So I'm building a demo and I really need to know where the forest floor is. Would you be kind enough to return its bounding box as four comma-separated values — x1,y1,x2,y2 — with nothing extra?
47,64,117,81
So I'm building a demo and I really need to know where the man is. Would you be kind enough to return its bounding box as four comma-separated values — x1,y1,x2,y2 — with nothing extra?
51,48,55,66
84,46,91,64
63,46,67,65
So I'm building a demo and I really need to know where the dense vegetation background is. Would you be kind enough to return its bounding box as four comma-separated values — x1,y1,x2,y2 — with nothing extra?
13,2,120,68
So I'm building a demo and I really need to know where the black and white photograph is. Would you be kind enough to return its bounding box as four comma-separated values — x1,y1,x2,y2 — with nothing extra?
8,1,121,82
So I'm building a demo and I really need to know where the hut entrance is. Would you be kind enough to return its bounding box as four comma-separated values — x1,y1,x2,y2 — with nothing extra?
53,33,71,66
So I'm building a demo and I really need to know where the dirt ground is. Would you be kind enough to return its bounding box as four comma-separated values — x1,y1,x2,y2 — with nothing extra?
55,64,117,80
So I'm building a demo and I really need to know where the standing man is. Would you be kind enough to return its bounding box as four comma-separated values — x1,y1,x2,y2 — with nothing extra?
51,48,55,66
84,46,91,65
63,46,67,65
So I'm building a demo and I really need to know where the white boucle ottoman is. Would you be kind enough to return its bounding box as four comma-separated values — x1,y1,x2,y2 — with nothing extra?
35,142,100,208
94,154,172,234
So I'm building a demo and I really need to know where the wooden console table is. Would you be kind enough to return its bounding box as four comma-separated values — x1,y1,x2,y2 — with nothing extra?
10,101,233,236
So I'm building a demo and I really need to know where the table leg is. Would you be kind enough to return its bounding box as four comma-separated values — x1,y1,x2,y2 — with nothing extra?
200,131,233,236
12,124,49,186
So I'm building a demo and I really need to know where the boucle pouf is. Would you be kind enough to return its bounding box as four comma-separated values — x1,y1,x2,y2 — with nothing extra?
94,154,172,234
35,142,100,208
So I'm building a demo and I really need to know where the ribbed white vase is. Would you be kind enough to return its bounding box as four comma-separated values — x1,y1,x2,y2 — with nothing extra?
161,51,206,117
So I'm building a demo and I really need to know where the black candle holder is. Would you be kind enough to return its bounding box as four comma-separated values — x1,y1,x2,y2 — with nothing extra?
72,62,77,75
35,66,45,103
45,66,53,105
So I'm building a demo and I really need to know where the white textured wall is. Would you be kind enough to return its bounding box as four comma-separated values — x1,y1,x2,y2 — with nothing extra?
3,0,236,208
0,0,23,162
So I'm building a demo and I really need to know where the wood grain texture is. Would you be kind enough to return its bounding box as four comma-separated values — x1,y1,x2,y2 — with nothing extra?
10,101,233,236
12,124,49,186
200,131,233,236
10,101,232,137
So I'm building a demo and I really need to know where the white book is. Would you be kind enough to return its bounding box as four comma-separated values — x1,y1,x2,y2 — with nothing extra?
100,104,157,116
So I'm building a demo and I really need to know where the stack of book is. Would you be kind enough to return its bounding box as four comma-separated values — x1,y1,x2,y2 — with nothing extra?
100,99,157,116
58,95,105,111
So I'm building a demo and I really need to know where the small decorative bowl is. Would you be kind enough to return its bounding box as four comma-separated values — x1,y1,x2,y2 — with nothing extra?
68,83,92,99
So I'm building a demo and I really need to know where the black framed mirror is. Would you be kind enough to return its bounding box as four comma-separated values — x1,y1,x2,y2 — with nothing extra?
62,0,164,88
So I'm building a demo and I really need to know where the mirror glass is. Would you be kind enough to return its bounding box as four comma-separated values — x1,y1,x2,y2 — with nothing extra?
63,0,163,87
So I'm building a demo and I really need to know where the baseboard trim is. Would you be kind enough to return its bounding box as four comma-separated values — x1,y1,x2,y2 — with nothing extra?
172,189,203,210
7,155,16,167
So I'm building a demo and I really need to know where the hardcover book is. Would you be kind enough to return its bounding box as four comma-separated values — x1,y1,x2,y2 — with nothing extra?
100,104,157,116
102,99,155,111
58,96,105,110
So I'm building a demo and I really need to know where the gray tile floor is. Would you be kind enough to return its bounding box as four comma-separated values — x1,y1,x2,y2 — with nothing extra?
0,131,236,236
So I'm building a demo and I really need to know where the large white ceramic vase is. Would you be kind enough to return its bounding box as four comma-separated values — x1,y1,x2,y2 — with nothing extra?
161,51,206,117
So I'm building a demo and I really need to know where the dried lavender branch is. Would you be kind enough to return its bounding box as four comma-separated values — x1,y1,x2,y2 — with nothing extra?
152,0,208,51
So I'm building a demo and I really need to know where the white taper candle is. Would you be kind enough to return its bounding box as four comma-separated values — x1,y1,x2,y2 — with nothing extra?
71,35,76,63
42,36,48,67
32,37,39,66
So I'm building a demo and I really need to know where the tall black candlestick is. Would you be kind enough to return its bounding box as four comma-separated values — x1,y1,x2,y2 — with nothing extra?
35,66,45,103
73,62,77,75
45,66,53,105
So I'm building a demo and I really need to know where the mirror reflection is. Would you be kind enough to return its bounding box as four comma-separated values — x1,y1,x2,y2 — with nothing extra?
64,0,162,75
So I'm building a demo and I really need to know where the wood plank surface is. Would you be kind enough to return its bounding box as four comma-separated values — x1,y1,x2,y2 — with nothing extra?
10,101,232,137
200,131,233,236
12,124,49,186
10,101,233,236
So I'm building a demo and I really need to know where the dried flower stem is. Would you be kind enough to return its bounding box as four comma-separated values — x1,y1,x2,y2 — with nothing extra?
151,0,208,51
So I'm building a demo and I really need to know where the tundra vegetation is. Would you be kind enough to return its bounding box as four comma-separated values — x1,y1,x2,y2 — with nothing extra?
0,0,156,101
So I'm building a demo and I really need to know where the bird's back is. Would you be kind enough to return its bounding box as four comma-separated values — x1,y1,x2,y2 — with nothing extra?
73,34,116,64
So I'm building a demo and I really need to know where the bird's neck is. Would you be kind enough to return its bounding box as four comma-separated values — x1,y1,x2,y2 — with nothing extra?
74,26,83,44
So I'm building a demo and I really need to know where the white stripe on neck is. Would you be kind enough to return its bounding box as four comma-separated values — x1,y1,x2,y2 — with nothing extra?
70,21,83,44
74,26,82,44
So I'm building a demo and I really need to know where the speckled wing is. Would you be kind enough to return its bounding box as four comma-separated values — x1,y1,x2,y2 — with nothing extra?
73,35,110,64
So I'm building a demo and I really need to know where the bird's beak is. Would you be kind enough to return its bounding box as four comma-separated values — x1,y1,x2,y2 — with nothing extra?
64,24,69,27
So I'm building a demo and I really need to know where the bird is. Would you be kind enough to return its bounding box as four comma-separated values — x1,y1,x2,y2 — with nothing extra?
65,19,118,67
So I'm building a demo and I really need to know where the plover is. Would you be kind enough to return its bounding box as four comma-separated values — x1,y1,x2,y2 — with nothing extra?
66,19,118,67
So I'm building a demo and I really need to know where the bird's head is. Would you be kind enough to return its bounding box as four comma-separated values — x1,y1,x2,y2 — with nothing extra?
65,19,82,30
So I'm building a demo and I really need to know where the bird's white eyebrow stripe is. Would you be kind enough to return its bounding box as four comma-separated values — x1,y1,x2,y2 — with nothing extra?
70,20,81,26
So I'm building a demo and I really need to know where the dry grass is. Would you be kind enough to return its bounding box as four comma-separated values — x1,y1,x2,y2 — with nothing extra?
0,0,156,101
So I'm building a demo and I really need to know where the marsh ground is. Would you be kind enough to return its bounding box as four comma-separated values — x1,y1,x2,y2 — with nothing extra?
──────
== Task prompt ==
Render all of the data above as a numbered list, leaving out any blank lines.

== Full response ==
1. So I'm building a demo and I really need to know where the forest floor is. Would you be kind enough to return its bounding box as four comma-separated values — x1,y1,x2,y2 — with nothing extra?
2. 47,64,117,81
3. So I'm building a demo and I really need to know where the man is. Would you be kind enough to return its bounding box as four comma-separated values — x1,y1,x2,y2 — with nothing extra?
4. 51,48,55,66
5. 84,46,91,64
6. 63,46,67,65
7. So I'm building a demo and I really need to know where the dense vegetation background is. Would you be kind enough to return its bounding box as four comma-separated values — x1,y1,x2,y2 — with nothing extra?
8. 13,2,120,68
9. So I'm building a demo and I really need to know where the black and white photograph is. Would you be kind enough to return its bounding box as four comma-separated values — x1,y1,x2,y2 — with nothing extra?
10. 8,1,121,82
11. So I'm building a demo and I really need to know where the hut entrance is. Would you be kind enough to return its bounding box as four comma-separated values — x1,y1,x2,y2 — with nothing extra?
12. 53,33,71,66
13. So I'm building a demo and I really need to know where the dirt ground is. Would you be kind enough to return its bounding box as four comma-separated values — x1,y1,x2,y2 — with nothing extra?
14. 55,64,117,80
15. So I'm building a demo and I really need to know where the standing man is. Would you be kind enough to return its bounding box as four comma-separated values — x1,y1,x2,y2 — with nothing extra?
16. 51,48,55,66
17. 84,46,91,65
18. 63,46,67,65
19. So I'm building a demo and I really need to know where the white boucle ottoman is. Would you be kind enough to return its bounding box as four comma-separated values — x1,y1,x2,y2 — with nothing extra?
20. 35,142,100,208
21. 94,154,172,234
22. So I'm building a demo and I really need to know where the wooden console table is. Would you be kind enough to return its bounding box as four comma-separated values — x1,y1,x2,y2 — with nothing extra?
23. 10,101,233,236
24. So I'm building a demo and I really need to know where the table leg is. Would you be kind enough to return its bounding box as four comma-separated values — x1,y1,x2,y2 — with nothing extra?
25. 200,131,233,236
26. 12,124,49,186
27. So I'm building a demo and I really need to know where the boucle pouf is. Would you be kind enough to return its bounding box as four comma-separated values — x1,y1,x2,y2 — with nothing extra?
28. 94,154,172,234
29. 35,142,100,208
30. So I'm building a demo and I really need to know where the ribbed white vase is. Would you be kind enough to return its bounding box as four comma-separated values — x1,y1,x2,y2 — with nothing extra?
31. 161,51,206,117
32. So I'm building a demo and I really need to know where the black candle holder is. Would you be kind enough to return its bounding box as four comma-separated values — x1,y1,x2,y2 — with nothing extra?
33. 72,62,77,75
34. 35,66,45,103
35. 45,66,53,105
36. So I'm building a demo and I really need to know where the white textured wall is. Would you be kind enough to return its bounding box as four comma-separated values — x1,y1,x2,y2 — with nothing extra?
37. 3,0,236,208
38. 0,0,23,162
39. So I'm building a demo and I really need to know where the wood grain texture is. Would you be kind enough to return its bounding box as four comma-separated values — x1,y1,x2,y2 — with nothing extra?
40. 10,101,233,236
41. 12,124,49,186
42. 200,131,233,236
43. 10,101,232,137
44. So I'm building a demo and I really need to know where the white book is. Would you be kind enough to return its bounding box as four comma-separated values — x1,y1,x2,y2 — with nothing extra?
45. 100,104,157,116
46. So I'm building a demo and I really need to know where the stack of book is. Would you be kind enough to return its bounding box as four comma-separated values — x1,y1,x2,y2 — with nothing extra?
47. 100,99,157,116
48. 58,95,105,111
49. So I'm building a demo and I really need to know where the small decorative bowl is. Would you be kind enough to return its bounding box as four comma-separated values — x1,y1,x2,y2 — with nothing extra?
50. 68,83,92,99
51. So I'm building a demo and I really need to know where the black framed mirror is. Would you be kind enough to return its bounding box as four comma-separated values — x1,y1,x2,y2 — with nothing extra?
52. 62,0,164,88
53. So I'm building a demo and I really need to know where the mirror glass is. Would you be kind enough to return its bounding box as four comma-separated values — x1,y1,x2,y2 — with nothing extra?
54. 63,0,163,87
55. So I'm building a demo and I really need to know where the baseboard trim is. Would you be kind enough to return its bounding box as four comma-separated values — x1,y1,x2,y2 — with nothing extra?
56. 172,189,203,210
57. 7,155,16,167
58. So I'm building a demo and I really need to know where the hardcover book is. Would you be kind enough to return its bounding box as four comma-separated values — x1,y1,x2,y2 — with nothing extra?
59. 100,104,157,116
60. 102,99,155,111
61. 58,96,105,110
62. So I'm building a demo and I really need to know where the gray tile floor is. Would you be kind enough to return its bounding box as four comma-separated values — x1,y1,x2,y2 — with nothing extra?
63. 0,131,236,236
64. So I'm building a demo and I really need to know where the large white ceramic vase is. Would you be kind enough to return its bounding box as four comma-separated values — x1,y1,x2,y2 — with nothing extra?
65. 161,51,206,117
66. So I'm building a demo and I really need to know where the dried lavender branch is. Would you be kind enough to return its bounding box as four comma-separated values — x1,y1,x2,y2 — with nothing extra?
67. 152,0,208,51
68. So I'm building a demo and I really need to know where the white taper candle is. Would you be kind enough to return its bounding box as four comma-separated values — x1,y1,x2,y2 — with nothing extra?
69. 71,35,76,63
70. 42,36,48,67
71. 32,37,39,66
72. So I'm building a demo and I really need to know where the tall black candlestick is. Would you be kind enough to return its bounding box as four comma-separated values — x1,y1,x2,y2 — with nothing extra?
73. 35,66,45,103
74. 73,62,77,75
75. 45,66,53,105
76. So I'm building a demo and I really need to know where the mirror reflection is. Would you be kind enough to return its bounding box as four comma-separated values — x1,y1,x2,y2 — with nothing extra?
77. 64,0,162,75
78. So I'm building a demo and I really need to know where the wood plank surface is. Would you be kind enough to return its bounding box as four comma-separated values — x1,y1,x2,y2 — with nothing extra?
79. 10,101,232,137
80. 200,131,233,236
81. 12,124,49,186
82. 10,101,233,236
83. So I'm building a demo and I really need to know where the dried flower stem is. Would you be kind enough to return its bounding box as four comma-separated values — x1,y1,x2,y2 — with nothing extra?
84. 151,0,208,51
85. So I'm building a demo and I really need to know where the tundra vegetation is. Would you be kind enough to return its bounding box as four comma-separated values — x1,y1,x2,y2 — with nothing extra?
86. 0,0,156,101
87. So I'm building a demo and I really need to know where the bird's back is. Would you be kind enough to return its bounding box as four comma-separated values — x1,y1,x2,y2 — with nothing extra?
88. 73,34,116,64
89. So I'm building a demo and I really need to know where the bird's neck is. Would you be kind enough to return its bounding box as four comma-separated values — x1,y1,x2,y2 — with nothing extra?
90. 74,26,83,44
91. So I'm building a demo and I really need to know where the white stripe on neck is. Would you be kind enough to return its bounding box as four comma-separated values — x1,y1,x2,y2 — with nothing extra?
92. 70,21,83,44
93. 74,26,82,44
94. So I'm building a demo and I really need to know where the speckled wing is. Would you be kind enough to return its bounding box as four comma-separated values — x1,y1,x2,y2 — with nothing extra?
95. 73,35,110,64
96. So I'm building a demo and I really need to know where the bird's beak is. Would you be kind enough to return its bounding box as four comma-separated values — x1,y1,x2,y2 — with nothing extra?
97. 64,24,69,27
98. So I'm building a demo and I really need to know where the bird is. Would you be kind enough to return its bounding box as four comma-separated values — x1,y1,x2,y2 — with nothing extra?
99. 65,19,118,67
100. So I'm building a demo and I really need to know where the plover is. Would you be kind enough to return its bounding box as four comma-separated values — x1,y1,x2,y2 — with nothing extra?
101. 66,19,118,67
102. So I'm building a demo and I really need to know where the bird's head is. Would you be kind enough to return its bounding box as four comma-separated values — x1,y1,x2,y2 — with nothing extra?
103. 65,19,82,30
104. So I'm building a demo and I really need to know where the bird's white eyebrow stripe is. Would you be kind enough to return its bounding box as four comma-separated values — x1,y1,x2,y2 — with nothing extra?
105. 70,20,81,26
106. So I'm building a demo and I really need to know where the dry grass is. Would you be kind enough to return its bounding box as four comma-separated values — x1,y1,x2,y2 — with nothing extra?
107. 0,0,156,101
108. So I'm building a demo and I really need to know where the marsh ground is. Would you be kind enough to return its bounding box as four comma-separated values — x1,y1,x2,y2 — with nothing extra?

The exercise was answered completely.